▶ _Exercise aim_
Which lines in the records below contain the word "osprey"? Pick out each of those lines and copy it.

[Dataset excerpt]
================================

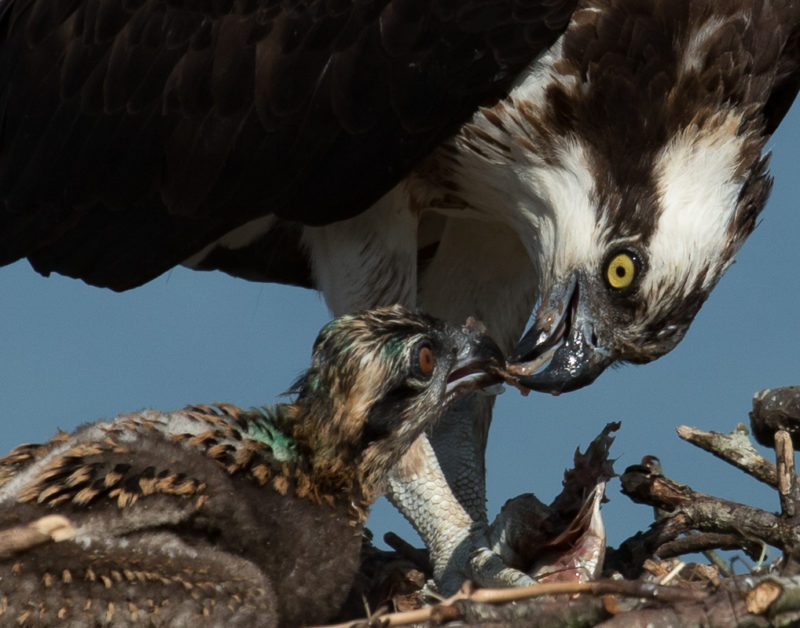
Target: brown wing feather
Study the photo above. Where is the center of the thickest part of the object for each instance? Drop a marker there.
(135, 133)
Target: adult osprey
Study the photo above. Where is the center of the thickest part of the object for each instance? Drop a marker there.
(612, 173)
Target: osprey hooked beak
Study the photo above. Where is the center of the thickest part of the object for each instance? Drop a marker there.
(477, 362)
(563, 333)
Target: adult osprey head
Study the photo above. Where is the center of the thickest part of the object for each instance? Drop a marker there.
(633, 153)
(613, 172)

================================

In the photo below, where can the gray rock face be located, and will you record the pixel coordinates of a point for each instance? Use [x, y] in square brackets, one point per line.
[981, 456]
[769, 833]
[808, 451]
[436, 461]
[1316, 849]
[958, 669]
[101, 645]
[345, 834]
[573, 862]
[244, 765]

================================

▶ _Exercise output_
Target: adult osprey
Target: osprey hooked beak
Target: adult osprey head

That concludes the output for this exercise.